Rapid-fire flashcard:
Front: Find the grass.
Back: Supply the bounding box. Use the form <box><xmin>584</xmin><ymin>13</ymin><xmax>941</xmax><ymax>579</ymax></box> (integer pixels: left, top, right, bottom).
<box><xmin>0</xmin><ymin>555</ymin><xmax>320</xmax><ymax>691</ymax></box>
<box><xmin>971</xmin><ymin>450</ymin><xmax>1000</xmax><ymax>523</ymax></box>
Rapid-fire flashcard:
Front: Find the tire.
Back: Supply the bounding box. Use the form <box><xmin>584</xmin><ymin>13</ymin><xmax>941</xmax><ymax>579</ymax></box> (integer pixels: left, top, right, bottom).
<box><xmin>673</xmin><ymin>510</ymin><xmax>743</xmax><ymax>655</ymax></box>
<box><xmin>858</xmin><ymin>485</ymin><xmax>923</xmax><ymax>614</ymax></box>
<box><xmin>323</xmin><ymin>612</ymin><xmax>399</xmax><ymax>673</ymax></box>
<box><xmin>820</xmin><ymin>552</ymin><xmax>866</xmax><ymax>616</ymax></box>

## WORK ITEM
Each record should be transcribed exactly as it was written.

## EXPECTED ANSWER
Rapid-fire flashcard:
Front: Find the grass.
Back: Supply the bounding box. Use the form <box><xmin>584</xmin><ymin>13</ymin><xmax>941</xmax><ymax>579</ymax></box> (integer pixels: left, top, right, bottom).
<box><xmin>0</xmin><ymin>555</ymin><xmax>320</xmax><ymax>691</ymax></box>
<box><xmin>971</xmin><ymin>450</ymin><xmax>1000</xmax><ymax>523</ymax></box>
Rapid-fire flashcard:
Front: Find the tire.
Back: Supply the bounding box. Use the form <box><xmin>584</xmin><ymin>13</ymin><xmax>941</xmax><ymax>579</ymax></box> (integer pixels: left, top, right, bottom).
<box><xmin>673</xmin><ymin>510</ymin><xmax>743</xmax><ymax>655</ymax></box>
<box><xmin>858</xmin><ymin>485</ymin><xmax>923</xmax><ymax>614</ymax></box>
<box><xmin>323</xmin><ymin>612</ymin><xmax>399</xmax><ymax>673</ymax></box>
<box><xmin>820</xmin><ymin>552</ymin><xmax>866</xmax><ymax>616</ymax></box>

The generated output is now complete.